WORK INSTRUCTIONS:
Rewrite the items below with "spectator" replaced by "onlooker" and everything else left unchanged.

§

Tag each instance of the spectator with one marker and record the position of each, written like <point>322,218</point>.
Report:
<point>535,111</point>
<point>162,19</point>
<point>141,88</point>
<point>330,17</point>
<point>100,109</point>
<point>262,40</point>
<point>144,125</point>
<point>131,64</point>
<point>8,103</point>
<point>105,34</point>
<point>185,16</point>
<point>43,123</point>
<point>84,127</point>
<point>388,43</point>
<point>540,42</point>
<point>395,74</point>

§

SOLUTION FOR THIS EXERCISE:
Tag each instance of the onlooker with one marker and record the position of each, written like <point>322,218</point>.
Report:
<point>535,111</point>
<point>162,19</point>
<point>141,88</point>
<point>330,17</point>
<point>100,109</point>
<point>262,40</point>
<point>144,125</point>
<point>131,64</point>
<point>8,103</point>
<point>105,34</point>
<point>185,16</point>
<point>43,123</point>
<point>84,127</point>
<point>388,43</point>
<point>540,42</point>
<point>395,74</point>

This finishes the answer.